• _TASK DESCRIPTION_:
Rewrite the data below as a numbered list with one line per item. Skip blank lines and omit the pictures.

• _MATERIAL TO PROCESS_:
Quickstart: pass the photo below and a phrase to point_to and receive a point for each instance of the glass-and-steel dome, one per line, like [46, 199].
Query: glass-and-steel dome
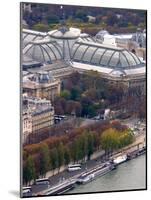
[104, 56]
[44, 51]
[30, 36]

• _EXPECTED OUTPUT_:
1. Quickstart: pass the photo below and a phrase to point_to and receive a point for each instance of the glass-and-steel dome, one per line, like [46, 199].
2. Query: glass-and-steel dome
3. [104, 56]
4. [44, 51]
5. [30, 36]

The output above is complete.